- [Instructions to follow]: Where does the word "below" show up in the records? Copy every line that holds it.

- [Records for processing]:

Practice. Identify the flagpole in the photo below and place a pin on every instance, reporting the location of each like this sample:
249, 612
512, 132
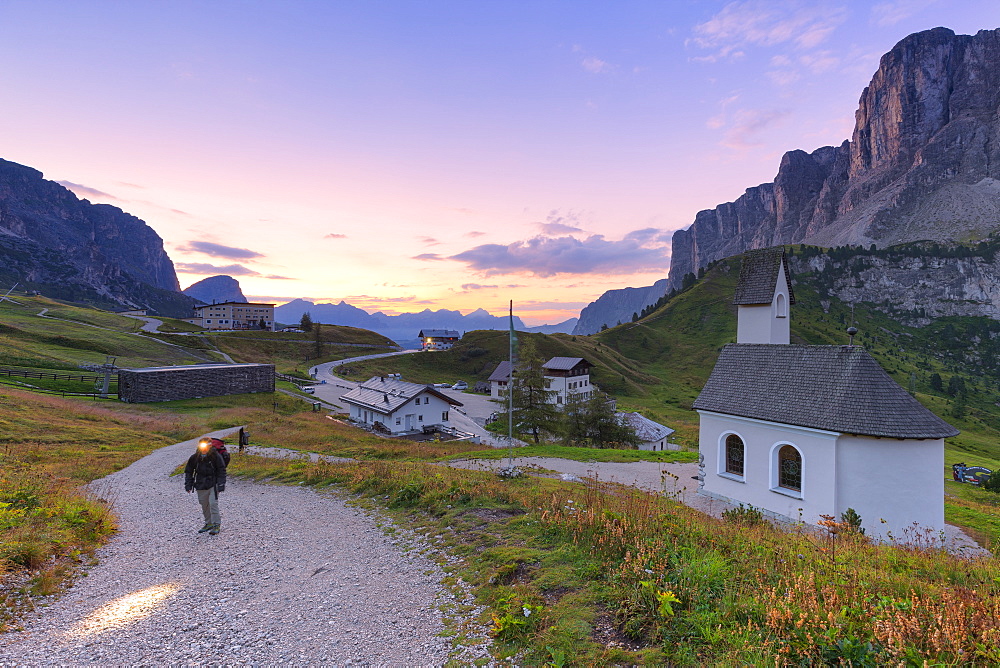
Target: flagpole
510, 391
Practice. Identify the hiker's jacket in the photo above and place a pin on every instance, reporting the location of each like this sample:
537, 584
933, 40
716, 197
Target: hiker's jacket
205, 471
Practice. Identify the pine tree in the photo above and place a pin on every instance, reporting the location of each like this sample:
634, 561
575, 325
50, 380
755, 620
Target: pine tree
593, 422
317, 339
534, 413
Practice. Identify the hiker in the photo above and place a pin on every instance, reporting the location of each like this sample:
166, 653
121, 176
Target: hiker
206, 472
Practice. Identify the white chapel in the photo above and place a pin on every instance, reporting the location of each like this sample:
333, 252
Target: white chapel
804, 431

...

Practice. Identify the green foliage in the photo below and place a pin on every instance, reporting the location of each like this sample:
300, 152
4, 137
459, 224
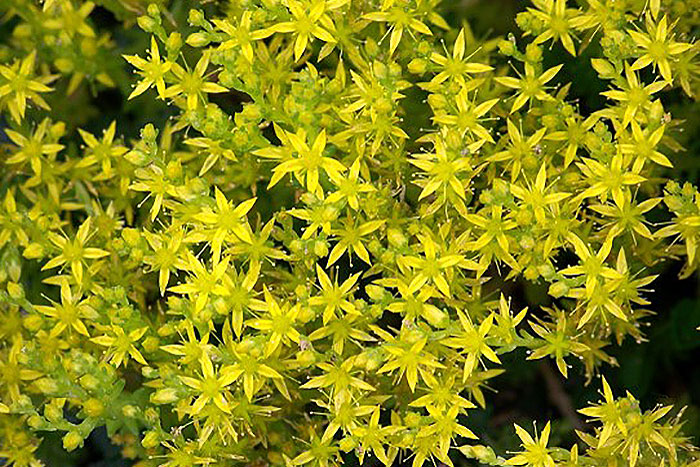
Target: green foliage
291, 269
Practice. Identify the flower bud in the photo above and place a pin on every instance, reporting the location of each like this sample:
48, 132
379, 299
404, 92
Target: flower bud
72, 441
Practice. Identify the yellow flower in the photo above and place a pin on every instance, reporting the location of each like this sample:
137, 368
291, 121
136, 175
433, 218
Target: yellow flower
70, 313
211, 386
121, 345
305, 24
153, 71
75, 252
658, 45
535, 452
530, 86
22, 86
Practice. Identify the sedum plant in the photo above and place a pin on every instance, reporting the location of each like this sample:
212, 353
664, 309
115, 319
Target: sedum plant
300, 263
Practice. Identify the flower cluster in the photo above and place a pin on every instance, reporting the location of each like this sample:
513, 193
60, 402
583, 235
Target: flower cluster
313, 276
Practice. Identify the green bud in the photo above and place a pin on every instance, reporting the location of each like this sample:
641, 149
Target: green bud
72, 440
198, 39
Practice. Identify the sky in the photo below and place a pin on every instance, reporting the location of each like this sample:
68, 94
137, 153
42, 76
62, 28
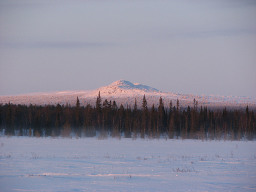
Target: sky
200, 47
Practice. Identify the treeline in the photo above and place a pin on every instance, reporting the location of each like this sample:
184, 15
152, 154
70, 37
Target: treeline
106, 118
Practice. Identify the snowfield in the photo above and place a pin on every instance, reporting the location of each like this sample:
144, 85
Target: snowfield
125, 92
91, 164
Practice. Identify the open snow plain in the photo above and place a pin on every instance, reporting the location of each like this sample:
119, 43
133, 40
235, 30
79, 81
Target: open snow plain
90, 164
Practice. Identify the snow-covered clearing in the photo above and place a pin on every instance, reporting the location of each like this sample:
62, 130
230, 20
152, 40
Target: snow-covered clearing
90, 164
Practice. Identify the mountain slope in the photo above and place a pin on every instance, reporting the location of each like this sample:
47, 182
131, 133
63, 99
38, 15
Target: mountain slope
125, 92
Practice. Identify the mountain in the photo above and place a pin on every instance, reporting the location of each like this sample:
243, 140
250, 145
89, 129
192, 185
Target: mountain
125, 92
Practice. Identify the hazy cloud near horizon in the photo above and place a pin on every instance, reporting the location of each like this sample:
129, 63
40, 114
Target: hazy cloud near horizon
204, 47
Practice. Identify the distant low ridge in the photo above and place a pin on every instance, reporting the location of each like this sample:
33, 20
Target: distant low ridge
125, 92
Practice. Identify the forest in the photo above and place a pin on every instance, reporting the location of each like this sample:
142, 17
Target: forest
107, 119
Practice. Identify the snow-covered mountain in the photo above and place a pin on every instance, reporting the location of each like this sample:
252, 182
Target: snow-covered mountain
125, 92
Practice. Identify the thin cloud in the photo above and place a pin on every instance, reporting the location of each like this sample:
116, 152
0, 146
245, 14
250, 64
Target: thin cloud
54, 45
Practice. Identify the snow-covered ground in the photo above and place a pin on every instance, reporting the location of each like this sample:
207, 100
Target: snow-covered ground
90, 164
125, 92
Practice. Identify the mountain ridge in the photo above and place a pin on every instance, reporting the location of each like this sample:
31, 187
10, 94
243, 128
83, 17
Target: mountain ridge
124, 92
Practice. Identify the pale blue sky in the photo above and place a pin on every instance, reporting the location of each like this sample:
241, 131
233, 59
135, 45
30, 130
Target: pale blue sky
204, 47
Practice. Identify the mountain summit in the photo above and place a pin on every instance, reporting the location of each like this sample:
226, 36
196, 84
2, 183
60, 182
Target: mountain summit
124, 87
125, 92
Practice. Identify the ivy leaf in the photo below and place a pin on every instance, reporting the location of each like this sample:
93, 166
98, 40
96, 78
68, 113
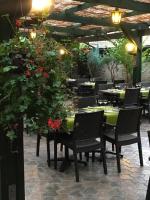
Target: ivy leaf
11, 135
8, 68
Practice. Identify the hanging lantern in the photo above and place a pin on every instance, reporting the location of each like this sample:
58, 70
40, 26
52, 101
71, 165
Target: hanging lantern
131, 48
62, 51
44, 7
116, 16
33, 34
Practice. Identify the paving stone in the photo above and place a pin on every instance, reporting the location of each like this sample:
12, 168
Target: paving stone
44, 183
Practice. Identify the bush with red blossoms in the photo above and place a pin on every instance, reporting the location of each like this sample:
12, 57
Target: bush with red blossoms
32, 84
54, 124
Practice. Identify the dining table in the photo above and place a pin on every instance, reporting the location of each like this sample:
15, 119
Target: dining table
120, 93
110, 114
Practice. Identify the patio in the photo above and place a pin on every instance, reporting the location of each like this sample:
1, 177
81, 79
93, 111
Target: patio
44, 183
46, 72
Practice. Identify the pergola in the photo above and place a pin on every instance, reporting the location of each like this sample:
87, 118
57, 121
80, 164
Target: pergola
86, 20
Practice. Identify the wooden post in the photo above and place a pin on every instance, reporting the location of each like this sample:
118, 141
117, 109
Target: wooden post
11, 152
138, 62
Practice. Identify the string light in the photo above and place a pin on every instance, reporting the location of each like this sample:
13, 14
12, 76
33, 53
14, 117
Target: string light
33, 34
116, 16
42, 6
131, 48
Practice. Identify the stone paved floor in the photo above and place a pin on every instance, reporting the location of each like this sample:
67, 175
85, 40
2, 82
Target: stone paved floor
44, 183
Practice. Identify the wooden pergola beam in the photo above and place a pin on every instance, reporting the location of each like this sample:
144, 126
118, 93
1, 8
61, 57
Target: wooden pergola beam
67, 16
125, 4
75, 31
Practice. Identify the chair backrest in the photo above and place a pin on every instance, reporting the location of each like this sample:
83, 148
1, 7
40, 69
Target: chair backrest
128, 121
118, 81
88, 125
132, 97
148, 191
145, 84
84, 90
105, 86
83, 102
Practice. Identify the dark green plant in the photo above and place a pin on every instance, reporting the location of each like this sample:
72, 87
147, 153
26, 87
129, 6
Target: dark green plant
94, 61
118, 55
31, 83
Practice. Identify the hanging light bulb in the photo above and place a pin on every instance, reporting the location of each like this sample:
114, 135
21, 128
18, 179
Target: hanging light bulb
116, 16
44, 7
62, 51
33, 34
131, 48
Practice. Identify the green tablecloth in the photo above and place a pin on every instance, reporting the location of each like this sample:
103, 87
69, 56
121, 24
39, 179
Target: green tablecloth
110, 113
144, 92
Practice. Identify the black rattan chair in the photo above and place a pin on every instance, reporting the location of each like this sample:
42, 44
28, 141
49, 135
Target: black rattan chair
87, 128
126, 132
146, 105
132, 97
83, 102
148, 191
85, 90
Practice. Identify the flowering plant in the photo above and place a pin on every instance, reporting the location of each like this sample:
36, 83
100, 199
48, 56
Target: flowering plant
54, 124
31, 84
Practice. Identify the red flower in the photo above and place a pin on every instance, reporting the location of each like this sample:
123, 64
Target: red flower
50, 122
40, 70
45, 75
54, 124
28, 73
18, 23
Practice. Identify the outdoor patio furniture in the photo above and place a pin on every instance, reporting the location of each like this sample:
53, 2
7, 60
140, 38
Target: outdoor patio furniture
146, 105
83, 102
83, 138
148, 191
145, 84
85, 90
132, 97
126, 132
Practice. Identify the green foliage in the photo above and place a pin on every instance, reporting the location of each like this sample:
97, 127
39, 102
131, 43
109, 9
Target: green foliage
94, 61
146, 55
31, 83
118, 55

--

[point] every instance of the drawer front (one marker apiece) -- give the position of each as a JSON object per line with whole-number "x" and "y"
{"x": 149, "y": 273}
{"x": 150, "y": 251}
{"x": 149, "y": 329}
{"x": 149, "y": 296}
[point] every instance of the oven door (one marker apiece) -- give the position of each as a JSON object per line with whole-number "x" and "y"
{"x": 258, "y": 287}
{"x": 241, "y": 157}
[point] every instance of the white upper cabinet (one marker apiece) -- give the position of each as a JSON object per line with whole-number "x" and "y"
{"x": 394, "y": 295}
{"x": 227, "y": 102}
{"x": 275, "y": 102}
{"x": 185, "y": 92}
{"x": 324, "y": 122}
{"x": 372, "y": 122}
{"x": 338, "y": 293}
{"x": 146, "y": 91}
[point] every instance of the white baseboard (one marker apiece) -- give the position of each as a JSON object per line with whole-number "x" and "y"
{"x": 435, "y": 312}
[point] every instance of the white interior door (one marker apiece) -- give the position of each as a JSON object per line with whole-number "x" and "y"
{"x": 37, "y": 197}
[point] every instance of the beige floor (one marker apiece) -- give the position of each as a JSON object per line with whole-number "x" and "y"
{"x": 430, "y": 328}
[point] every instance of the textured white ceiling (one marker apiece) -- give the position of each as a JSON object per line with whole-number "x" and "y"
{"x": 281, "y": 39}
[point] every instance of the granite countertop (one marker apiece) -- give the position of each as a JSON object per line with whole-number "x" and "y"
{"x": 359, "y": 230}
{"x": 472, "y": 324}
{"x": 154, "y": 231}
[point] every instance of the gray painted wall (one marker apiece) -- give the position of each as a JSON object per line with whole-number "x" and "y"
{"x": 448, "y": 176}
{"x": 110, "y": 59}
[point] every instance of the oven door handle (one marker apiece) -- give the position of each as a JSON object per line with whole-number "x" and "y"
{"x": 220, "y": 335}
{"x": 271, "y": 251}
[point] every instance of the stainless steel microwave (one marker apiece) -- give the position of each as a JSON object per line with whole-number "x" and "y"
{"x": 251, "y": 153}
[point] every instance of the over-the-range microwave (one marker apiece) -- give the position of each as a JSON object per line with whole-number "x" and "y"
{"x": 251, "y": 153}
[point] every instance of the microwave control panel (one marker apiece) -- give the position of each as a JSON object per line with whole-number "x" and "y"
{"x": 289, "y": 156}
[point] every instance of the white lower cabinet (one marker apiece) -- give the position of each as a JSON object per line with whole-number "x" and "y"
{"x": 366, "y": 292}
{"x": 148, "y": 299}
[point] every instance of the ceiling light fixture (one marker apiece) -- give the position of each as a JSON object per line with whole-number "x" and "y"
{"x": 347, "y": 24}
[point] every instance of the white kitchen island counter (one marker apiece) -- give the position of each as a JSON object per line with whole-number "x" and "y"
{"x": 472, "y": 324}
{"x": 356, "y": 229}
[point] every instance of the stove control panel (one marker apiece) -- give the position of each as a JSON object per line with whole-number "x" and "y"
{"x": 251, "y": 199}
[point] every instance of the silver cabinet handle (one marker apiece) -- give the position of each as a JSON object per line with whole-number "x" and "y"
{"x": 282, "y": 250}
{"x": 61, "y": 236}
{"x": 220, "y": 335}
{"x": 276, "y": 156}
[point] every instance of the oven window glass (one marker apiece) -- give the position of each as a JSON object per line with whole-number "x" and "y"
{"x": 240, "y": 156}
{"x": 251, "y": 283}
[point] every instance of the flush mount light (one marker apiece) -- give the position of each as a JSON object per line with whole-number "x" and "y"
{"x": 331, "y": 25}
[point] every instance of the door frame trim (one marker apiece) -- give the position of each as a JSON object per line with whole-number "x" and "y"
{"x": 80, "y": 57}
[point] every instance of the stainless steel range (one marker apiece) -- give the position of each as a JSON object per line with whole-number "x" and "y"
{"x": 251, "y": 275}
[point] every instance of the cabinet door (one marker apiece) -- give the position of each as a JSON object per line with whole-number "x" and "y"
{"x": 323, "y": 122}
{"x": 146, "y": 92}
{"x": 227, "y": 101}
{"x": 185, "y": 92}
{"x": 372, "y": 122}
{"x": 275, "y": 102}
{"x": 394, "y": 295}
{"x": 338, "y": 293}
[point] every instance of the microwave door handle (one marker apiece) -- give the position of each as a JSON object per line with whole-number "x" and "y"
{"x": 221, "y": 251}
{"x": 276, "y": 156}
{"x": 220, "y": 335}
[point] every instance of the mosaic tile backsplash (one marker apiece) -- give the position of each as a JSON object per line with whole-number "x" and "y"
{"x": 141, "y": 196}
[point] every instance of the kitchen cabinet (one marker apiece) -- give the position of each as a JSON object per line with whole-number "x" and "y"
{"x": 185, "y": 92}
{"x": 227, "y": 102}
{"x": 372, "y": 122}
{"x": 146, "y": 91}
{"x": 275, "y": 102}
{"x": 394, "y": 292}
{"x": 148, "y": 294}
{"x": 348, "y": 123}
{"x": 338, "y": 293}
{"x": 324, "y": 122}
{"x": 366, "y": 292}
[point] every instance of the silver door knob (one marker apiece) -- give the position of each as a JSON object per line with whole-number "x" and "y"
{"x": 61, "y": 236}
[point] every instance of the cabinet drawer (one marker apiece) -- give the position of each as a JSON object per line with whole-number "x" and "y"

- [Exercise answer]:
Practice. Identify the flagpole in the photo below and place a pin on every instance, reporting the location of each like this sample:
Practice. Identify the green foliage in the photo below and place a pin on every instance, reporting the location of each like this sample:
Practice. Identify the sky in the photo below and place a pin on every instance, reporting the location of each like this sample:
Practice. Identify the ivy leaf in the photo below and place a pin on every instance, reporting the location of each like this sample:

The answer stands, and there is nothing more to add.